**Teks yang Disediakan:**
![]() |
Oleh: Duski Samad
Guru Besar UIN Imam Bonjol Padang
Abstrak
Artikel ini membahas relasi antara integritas dosen, kinerja akademik, dan birokratisasi pendidikan tinggi dalam konteks modernisasi tata kelola perguruan tinggi di Indonesia. Dengan menggunakan pendekatan teoritis dari perspektif sosiologi organisasi, etika akademik, dan manajemen pendidikan, artikel ini menganalisis bagaimana berkembangnya sistem administrasi, akreditasi, dan indikator kinerja berdampak pada kualitas Tridarma Perguruan Tinggi. Temuan menunjukkan bahwa birokratisasi yang berlebihan telah menggeser orientasi dosen dari pengembangan ilmu menuju pemenuhan dokumen administratif. Integritas dosen menjadi faktor penentu apakah birokrasi akan memperkuat atau justru melemahkan mutu akademik. Artikel ini menawarkan rekomendasi untuk mengembalikan ekosistem akademik yang sehat melalui debirokratisasi, kepemimpinan ilmiah, dan revitalisasi kultur akademik.
Kata Kunci: Integritas, Kinerja Dosen, Birokratisasi Kampus, Tridarma, Etika Akademik.
1. Pendahuluan
Dosen merupakan aktor sentral dalam ekosistem perguruan tinggi. Kualitas pendidikan tinggi sangat ditentukan oleh integritas dan kompetensi dosennya (Altbach, 2015). Namun dalam dua dekade terakhir, perguruan tinggi Indonesia mengalami peningkatan signifikan dalam aspek birokratisasi: akreditasi yang semakin ketat, sistem pelaporan kinerja digital, dan manajemen berbasis indikator.

**Data Ekstraksi:**
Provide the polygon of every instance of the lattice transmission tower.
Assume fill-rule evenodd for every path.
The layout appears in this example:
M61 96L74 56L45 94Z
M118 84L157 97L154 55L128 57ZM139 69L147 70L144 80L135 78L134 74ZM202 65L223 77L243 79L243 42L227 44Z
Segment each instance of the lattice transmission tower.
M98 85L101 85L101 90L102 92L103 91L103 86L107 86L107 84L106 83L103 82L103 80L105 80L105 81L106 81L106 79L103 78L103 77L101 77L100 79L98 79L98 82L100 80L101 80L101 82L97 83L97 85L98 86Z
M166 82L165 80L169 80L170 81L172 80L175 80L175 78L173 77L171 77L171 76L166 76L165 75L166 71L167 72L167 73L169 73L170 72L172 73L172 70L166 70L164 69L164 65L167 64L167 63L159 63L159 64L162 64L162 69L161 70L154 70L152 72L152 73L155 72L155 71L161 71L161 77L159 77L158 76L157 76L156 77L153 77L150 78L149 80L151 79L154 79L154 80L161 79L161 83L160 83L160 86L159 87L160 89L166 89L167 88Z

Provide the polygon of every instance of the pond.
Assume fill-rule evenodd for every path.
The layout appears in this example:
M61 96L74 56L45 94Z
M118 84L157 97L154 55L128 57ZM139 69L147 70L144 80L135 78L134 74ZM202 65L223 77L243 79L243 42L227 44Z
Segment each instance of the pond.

**Tugas Tertulis:**
1: Jawab pertanyaan berikut berdasarkan artikel tentang integritas dosen.
(a) Menurut abstrak, faktor apa yang menentukan apakah birokrasi akan memperkuat atau melemahkan mutu akademik?
(b) Melalui tiga hal apa artikel ini merekomendasikan pengembalian ekosistem akademik yang sehat?
(c) Tiga aspek birokratisasi apa yang disebut dalam pendahuluan?
2: Perpanjang artikel tentang integritas dosen, mulai setelah kalimat terakhirnya.

**Jawaban Tugas:**
1:
(a) Integritas dosen.
(b) Debirokratisasi, kepemimpinan ilmiah, dan revitalisasi kultur akademik.
(c) Akreditasi yang semakin ketat, sistem pelaporan kinerja digital, dan manajemen berbasis indikator.

2:
Fenomena ini menciptakan paradoks:
integritas dosen dituntut semakin tinggi, tetapi
beban administrasi meningkat sehingga mengganggu kinerja akademik.
Situasi ini diperparah oleh orientasi “compliance culture” yang menjadikan indikator administratif lebih penting daripada kualitas substantif pembelajaran dan riset (Suyanto, 2018). Artikel ini membahas hubungan ketiga aspek tersebut secara komprehensif.
2. Kajian Teori
2.1. Integritas Akademik
Integritas akademik adalah komitmen terhadap nilai kejujuran, keadilan, tanggung jawab ilmiah, dan perilaku etis dalam proses akademik (Fishman, 2014). Dalam konteks dosen, integritas mencakup:
kejujuran dalam pengajaran dan penelitian,
komitmen terhadap metodologi ilmiah,
konsistensi nilai pribadi dan profesional, bebas dari plagiarisme dan manipulasi data. Integritas merupakan modal simbolik yang menentukan kredibilitas ilmuwan (Bourdieu, 1988).
2.2. Kinerja Dosen
Kinerja dosen diukur melalui tiga aspek Tridarma:
1. Pendidikan dan Pengajaran,
2. Penelitian,
3. Pengabdian kepada Masyarakat.
Namun pada praktiknya, kinerja dosen juga dipengaruhi oleh:
beban kerja administratif (BKD, SISTER, akreditasi),
sistem reward berbasis angka kredit, tuntutan publikasi kuantitatif (Perdana, 2020).
Kinerja akademik ideal adalah ketika dosen mampu memadukan produktivitas ilmiah dengan kualitas pembelajaran.
2.3. Birokratisasi Perguruan Tinggi
Birokratisasi adalah proses bertambahnya struktur formal, regulasi, dan sistem administrasi dalam organisasi (Weber, 1994). Dunia kampus modern bergerak ke arah manajerialisme dengan fokus pada:
efisiensi, akuntabilitas,
laporan, indikator kinerja.
Marginson (2011) menyebut fenomena ini sebagai “the rise of administrative university.”
Perubahan ini menghasilkan compliance burden—beban kepatuhan yang mengalihfungsikan dosen dari akademisi menjadi pegawai administratif.
3. Pembahasan
3.1. Integritas sebagai Fondasi Kinerja Akademik
Integritas dosen menentukan arah profesionalisme. Tanpa integritas, kinerja dosen hanya menjadi:
rutinitas administratif,
pengejaran angka kredit,
publikasi instan,
penelitian tanpa substansi.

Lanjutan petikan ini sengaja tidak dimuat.